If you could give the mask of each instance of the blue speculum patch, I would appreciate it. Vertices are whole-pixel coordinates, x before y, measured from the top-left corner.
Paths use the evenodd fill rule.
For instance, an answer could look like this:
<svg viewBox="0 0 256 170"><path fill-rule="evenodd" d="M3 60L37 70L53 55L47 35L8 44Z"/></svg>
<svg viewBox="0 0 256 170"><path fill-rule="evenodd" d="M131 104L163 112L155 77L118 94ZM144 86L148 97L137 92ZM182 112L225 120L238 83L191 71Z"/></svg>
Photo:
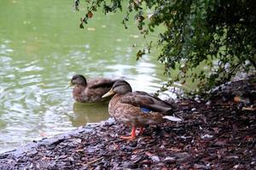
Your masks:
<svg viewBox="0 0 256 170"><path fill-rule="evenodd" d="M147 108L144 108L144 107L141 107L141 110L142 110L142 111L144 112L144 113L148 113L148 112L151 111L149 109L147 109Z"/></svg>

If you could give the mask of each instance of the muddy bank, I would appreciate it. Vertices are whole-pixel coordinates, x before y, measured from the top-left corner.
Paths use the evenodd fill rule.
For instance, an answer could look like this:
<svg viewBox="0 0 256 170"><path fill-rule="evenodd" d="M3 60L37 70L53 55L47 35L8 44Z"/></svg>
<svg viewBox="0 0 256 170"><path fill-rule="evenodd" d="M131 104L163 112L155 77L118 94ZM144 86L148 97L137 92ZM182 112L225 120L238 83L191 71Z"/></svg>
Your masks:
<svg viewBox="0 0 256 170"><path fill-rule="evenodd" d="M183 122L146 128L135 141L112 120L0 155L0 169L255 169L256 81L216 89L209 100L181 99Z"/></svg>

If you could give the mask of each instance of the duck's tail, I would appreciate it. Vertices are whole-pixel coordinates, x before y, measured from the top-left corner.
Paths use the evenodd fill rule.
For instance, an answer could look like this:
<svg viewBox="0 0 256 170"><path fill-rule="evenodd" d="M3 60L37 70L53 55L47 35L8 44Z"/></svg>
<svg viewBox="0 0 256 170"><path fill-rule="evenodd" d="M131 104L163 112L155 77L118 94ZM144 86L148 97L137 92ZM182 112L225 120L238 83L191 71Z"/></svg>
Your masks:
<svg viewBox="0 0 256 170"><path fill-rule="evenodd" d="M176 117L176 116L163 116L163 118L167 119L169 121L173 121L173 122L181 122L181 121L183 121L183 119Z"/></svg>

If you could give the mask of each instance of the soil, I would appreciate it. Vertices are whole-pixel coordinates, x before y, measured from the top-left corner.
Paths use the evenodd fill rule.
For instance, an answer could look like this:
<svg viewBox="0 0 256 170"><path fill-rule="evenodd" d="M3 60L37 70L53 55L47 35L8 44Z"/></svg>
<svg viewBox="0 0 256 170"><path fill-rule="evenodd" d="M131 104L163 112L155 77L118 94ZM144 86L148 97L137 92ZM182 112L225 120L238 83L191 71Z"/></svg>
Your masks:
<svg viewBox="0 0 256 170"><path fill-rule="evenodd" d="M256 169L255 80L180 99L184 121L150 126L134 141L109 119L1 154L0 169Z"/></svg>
* * *
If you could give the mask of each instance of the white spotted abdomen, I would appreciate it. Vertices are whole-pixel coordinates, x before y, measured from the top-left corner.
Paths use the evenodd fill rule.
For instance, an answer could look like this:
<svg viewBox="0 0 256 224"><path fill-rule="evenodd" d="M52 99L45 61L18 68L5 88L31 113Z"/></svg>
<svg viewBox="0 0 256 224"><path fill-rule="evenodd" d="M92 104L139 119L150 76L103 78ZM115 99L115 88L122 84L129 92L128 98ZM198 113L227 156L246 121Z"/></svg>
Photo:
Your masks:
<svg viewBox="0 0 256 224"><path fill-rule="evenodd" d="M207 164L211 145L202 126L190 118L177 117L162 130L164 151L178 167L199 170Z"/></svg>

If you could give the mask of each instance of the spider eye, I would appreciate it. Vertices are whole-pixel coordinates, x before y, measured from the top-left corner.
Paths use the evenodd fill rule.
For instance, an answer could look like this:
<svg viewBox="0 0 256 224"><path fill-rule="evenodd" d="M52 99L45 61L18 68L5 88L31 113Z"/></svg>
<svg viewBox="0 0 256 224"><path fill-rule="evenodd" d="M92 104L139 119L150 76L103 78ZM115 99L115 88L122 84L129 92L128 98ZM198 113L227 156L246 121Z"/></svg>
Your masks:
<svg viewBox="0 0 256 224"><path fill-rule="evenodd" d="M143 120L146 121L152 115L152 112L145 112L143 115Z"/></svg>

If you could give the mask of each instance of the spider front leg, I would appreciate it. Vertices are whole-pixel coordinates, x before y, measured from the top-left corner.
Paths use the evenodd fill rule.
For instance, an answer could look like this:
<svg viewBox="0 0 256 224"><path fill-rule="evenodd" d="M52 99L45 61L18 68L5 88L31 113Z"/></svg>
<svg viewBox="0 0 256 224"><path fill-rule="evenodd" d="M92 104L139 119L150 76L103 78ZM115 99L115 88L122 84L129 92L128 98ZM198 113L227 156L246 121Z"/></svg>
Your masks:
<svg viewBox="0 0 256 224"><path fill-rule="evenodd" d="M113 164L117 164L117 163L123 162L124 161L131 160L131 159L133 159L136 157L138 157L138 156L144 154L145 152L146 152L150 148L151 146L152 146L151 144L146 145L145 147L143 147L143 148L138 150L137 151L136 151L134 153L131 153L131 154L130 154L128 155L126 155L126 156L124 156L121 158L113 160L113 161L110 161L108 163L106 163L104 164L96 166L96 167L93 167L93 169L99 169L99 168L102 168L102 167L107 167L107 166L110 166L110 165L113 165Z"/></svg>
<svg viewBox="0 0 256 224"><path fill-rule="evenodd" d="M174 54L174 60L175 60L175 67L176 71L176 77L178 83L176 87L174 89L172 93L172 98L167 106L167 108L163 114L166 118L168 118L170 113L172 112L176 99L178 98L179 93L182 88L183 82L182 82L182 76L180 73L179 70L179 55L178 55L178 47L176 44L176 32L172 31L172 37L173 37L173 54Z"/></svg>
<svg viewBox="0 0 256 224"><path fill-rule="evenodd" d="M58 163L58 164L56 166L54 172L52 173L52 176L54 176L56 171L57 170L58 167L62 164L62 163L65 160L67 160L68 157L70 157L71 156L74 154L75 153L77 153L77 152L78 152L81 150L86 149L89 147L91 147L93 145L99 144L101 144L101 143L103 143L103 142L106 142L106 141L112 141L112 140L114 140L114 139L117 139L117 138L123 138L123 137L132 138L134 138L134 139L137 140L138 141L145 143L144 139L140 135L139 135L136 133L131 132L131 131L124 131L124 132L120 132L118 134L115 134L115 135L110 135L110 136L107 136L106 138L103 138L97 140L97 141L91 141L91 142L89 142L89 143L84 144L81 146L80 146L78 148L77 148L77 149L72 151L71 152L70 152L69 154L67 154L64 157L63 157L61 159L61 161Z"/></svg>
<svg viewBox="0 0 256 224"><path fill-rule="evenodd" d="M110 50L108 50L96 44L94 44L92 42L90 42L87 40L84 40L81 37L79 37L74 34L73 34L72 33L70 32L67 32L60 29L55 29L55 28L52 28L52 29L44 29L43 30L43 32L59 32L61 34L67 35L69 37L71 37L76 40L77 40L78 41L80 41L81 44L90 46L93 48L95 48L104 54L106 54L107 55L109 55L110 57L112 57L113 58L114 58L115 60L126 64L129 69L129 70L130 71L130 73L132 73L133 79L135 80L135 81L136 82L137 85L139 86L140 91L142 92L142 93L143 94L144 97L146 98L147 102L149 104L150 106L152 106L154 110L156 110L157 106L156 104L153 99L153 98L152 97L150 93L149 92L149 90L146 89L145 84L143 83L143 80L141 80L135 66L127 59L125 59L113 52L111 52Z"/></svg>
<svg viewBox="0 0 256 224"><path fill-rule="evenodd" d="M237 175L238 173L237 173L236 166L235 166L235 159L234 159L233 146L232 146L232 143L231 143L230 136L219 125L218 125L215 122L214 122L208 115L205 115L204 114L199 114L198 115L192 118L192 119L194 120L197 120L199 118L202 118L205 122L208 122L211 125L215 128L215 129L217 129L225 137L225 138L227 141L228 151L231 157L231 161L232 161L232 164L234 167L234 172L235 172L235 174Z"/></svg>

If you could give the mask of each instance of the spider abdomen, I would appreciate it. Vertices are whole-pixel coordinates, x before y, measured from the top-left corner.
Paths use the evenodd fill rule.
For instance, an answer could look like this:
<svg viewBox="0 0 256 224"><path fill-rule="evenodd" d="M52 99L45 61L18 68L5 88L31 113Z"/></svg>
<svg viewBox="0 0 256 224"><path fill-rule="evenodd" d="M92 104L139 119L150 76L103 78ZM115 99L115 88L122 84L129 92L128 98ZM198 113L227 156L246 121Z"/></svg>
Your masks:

**Exercise aim**
Copy verbatim the lines between the line holding "of the blue" and the line holding "108L144 108L144 107L141", inclusive, leaving out any pictures.

**Result for this task**
If you could give the mask of each instance of the blue speculum patch, I would appreciate it. Vertices are whole-pixel coordinates, x before y, measured from the top-left corner.
Paths use the evenodd fill rule.
For instance, an answer could look like this:
<svg viewBox="0 0 256 170"><path fill-rule="evenodd" d="M3 60L37 70L53 55L47 35L8 44Z"/></svg>
<svg viewBox="0 0 256 170"><path fill-rule="evenodd" d="M131 104L163 112L155 77L118 94ZM144 86L148 97L137 92ZM182 112L225 120L238 83L191 71Z"/></svg>
Photo:
Your masks:
<svg viewBox="0 0 256 170"><path fill-rule="evenodd" d="M147 108L144 108L144 107L141 107L141 110L142 110L142 111L144 112L144 113L148 113L148 112L151 111L149 109L147 109Z"/></svg>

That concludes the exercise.